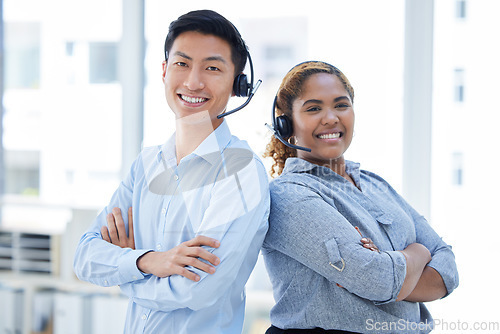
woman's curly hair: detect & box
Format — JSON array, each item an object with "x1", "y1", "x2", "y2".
[{"x1": 264, "y1": 61, "x2": 354, "y2": 177}]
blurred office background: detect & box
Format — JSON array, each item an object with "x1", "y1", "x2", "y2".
[{"x1": 0, "y1": 0, "x2": 500, "y2": 334}]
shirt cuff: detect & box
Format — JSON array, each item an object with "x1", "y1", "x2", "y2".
[{"x1": 118, "y1": 249, "x2": 153, "y2": 282}]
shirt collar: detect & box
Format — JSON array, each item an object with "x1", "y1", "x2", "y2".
[
  {"x1": 160, "y1": 120, "x2": 232, "y2": 165},
  {"x1": 283, "y1": 158, "x2": 361, "y2": 185}
]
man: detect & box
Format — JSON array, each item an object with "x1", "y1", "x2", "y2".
[{"x1": 74, "y1": 10, "x2": 269, "y2": 334}]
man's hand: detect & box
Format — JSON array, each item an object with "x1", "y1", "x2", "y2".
[
  {"x1": 137, "y1": 235, "x2": 220, "y2": 282},
  {"x1": 101, "y1": 208, "x2": 135, "y2": 249}
]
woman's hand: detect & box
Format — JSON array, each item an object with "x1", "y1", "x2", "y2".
[{"x1": 335, "y1": 226, "x2": 380, "y2": 288}]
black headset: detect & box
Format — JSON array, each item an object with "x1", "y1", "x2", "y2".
[
  {"x1": 266, "y1": 95, "x2": 311, "y2": 152},
  {"x1": 217, "y1": 46, "x2": 262, "y2": 118},
  {"x1": 165, "y1": 40, "x2": 262, "y2": 118}
]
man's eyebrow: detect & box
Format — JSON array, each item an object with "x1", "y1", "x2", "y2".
[
  {"x1": 203, "y1": 56, "x2": 227, "y2": 64},
  {"x1": 174, "y1": 51, "x2": 227, "y2": 64},
  {"x1": 174, "y1": 51, "x2": 193, "y2": 60}
]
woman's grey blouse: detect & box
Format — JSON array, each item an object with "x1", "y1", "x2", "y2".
[{"x1": 263, "y1": 158, "x2": 458, "y2": 333}]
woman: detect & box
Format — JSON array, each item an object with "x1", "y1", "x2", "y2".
**********
== Task directions ==
Could you write out every line from the one containing "woman's grey blouse: detect & box" (that line included) through the end of the data, with each box coordinate shifted by -13 and everything else left as it is?

== Response to the exercise ==
woman's grey blouse: detect & box
Format — JSON array, each item an object with "x1", "y1", "x2", "y2".
[{"x1": 250, "y1": 145, "x2": 445, "y2": 320}]
woman: detect & box
Format — JSON array, each item an object with "x1", "y1", "x2", "y2".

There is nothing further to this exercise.